▶ _GIVEN RECORDS_:
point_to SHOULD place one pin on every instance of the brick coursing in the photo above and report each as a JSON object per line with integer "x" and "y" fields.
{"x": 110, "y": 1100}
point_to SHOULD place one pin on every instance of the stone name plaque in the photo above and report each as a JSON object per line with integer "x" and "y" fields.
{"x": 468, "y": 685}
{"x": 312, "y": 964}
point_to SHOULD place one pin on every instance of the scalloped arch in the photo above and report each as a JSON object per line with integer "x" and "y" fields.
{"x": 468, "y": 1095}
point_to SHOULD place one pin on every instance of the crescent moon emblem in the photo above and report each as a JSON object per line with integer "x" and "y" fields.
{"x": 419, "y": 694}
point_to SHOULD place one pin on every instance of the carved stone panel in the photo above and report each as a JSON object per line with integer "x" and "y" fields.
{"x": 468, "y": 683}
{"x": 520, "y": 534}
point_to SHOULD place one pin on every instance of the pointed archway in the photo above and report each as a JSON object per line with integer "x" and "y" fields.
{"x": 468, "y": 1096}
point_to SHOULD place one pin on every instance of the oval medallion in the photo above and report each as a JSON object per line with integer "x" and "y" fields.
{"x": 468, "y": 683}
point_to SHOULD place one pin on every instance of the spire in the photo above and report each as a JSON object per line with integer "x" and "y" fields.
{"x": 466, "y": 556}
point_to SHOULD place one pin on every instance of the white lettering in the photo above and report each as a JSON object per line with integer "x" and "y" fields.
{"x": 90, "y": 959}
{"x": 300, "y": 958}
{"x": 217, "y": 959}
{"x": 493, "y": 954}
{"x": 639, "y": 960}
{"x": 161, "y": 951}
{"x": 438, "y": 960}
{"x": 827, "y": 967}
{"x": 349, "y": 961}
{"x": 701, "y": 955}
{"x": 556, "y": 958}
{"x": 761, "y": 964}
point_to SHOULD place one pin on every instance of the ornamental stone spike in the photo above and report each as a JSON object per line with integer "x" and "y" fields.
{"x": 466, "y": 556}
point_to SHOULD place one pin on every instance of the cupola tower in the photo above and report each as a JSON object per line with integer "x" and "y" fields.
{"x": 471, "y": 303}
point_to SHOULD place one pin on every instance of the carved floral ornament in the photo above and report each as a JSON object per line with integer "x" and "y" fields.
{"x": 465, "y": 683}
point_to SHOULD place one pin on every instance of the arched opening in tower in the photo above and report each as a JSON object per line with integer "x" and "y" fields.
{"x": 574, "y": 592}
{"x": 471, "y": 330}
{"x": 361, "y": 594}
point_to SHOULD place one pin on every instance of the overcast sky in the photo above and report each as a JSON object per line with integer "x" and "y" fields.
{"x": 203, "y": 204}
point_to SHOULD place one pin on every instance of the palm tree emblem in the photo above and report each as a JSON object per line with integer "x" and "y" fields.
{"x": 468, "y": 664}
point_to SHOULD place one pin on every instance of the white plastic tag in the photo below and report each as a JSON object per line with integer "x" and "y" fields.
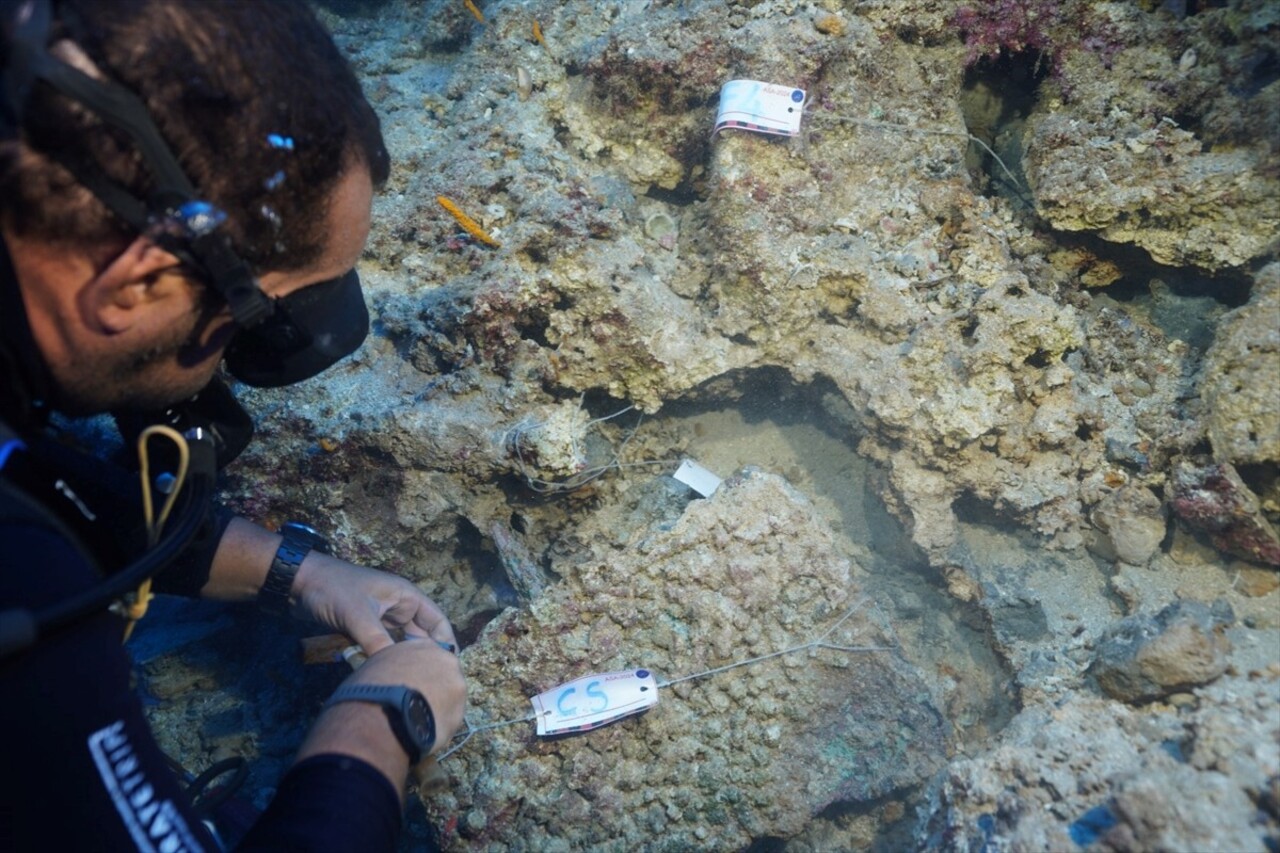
{"x": 764, "y": 108}
{"x": 594, "y": 701}
{"x": 696, "y": 478}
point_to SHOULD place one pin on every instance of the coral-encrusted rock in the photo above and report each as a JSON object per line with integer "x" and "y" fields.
{"x": 1146, "y": 657}
{"x": 1091, "y": 770}
{"x": 1214, "y": 498}
{"x": 745, "y": 753}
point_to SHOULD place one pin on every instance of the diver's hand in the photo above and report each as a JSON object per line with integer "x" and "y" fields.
{"x": 366, "y": 605}
{"x": 361, "y": 729}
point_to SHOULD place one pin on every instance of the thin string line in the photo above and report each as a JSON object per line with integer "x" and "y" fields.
{"x": 818, "y": 642}
{"x": 914, "y": 128}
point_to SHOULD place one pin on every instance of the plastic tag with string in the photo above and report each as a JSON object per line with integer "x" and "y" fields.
{"x": 759, "y": 106}
{"x": 594, "y": 701}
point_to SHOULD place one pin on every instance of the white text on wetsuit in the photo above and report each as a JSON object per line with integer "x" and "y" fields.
{"x": 154, "y": 824}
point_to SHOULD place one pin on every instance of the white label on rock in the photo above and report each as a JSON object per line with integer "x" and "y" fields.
{"x": 594, "y": 701}
{"x": 696, "y": 478}
{"x": 764, "y": 108}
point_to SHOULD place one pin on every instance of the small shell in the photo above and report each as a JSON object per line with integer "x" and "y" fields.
{"x": 659, "y": 226}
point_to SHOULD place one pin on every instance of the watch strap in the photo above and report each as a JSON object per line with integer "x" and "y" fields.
{"x": 297, "y": 542}
{"x": 394, "y": 699}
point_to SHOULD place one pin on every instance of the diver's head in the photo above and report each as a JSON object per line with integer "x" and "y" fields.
{"x": 274, "y": 144}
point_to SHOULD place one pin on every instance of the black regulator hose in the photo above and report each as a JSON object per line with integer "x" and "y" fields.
{"x": 22, "y": 628}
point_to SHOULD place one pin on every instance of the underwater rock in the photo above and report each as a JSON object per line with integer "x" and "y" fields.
{"x": 1242, "y": 378}
{"x": 1214, "y": 498}
{"x": 1153, "y": 187}
{"x": 1133, "y": 520}
{"x": 721, "y": 760}
{"x": 1091, "y": 771}
{"x": 1134, "y": 149}
{"x": 1144, "y": 657}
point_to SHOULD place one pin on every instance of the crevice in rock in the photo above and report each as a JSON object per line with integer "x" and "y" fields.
{"x": 996, "y": 99}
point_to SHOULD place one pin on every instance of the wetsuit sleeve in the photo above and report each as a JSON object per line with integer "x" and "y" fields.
{"x": 329, "y": 803}
{"x": 81, "y": 769}
{"x": 188, "y": 574}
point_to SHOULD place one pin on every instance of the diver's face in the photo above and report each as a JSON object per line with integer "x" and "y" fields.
{"x": 181, "y": 356}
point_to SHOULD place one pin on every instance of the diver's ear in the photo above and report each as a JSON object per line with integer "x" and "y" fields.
{"x": 142, "y": 287}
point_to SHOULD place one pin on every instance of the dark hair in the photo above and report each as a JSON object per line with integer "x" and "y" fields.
{"x": 254, "y": 97}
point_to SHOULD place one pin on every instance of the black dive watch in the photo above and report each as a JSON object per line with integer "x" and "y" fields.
{"x": 406, "y": 708}
{"x": 298, "y": 542}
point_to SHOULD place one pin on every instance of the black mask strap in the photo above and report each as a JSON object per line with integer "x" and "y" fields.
{"x": 30, "y": 60}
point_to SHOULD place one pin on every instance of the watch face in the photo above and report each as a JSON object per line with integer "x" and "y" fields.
{"x": 421, "y": 723}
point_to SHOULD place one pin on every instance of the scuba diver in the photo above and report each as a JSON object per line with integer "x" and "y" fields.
{"x": 183, "y": 185}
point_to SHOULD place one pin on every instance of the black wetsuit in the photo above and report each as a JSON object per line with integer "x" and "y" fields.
{"x": 78, "y": 766}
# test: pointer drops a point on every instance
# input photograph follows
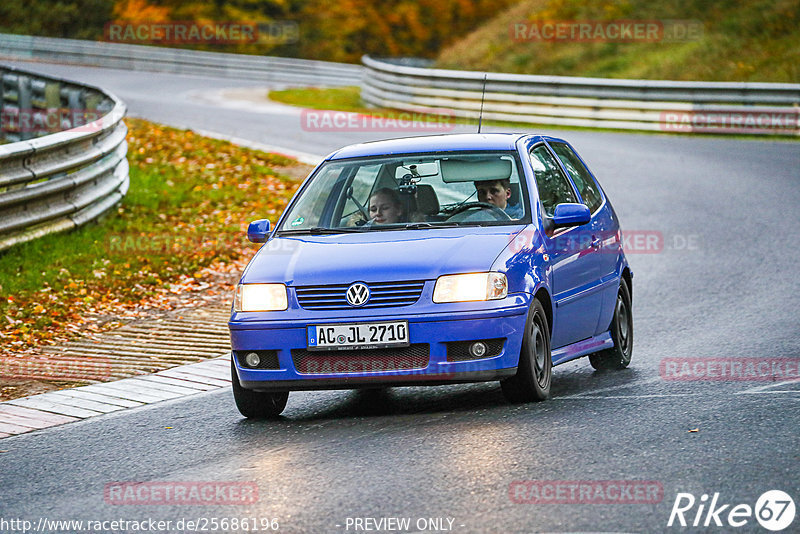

▶ _THE TASK_:
Please tally the rows above that contain the string "emblem", treating uppercase and lowercase as different, and reply with that number alone.

▶ _ANSWER FOR THE TASK_:
2